• _WHAT TO DO_
Write out every line below again exactly as it stands, skipping each image.
RECORDS FOR THE TASK: Begin
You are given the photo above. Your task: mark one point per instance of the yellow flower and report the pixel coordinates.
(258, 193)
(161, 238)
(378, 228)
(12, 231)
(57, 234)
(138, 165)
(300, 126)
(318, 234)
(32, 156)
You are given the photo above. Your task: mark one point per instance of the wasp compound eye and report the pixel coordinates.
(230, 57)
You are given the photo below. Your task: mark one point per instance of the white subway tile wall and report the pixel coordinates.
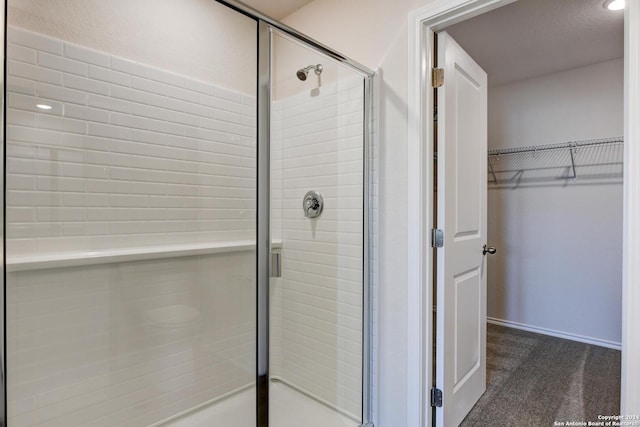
RECORDS FOR THE TASK: End
• _THE COMPLETED TASK_
You are given the photo above. Your task: mark one point per instance of the yellow flower and report the pixel coordinates.
(258, 193)
(161, 238)
(378, 228)
(12, 231)
(57, 234)
(138, 165)
(300, 126)
(318, 234)
(32, 156)
You are given the photo above. Your task: mark one point per instance of the wasp compound eye and report the pixel coordinates.
(230, 57)
You are given the photo below. Your task: mark one point per instance of the white subway tile wall and report the pixel coordinates.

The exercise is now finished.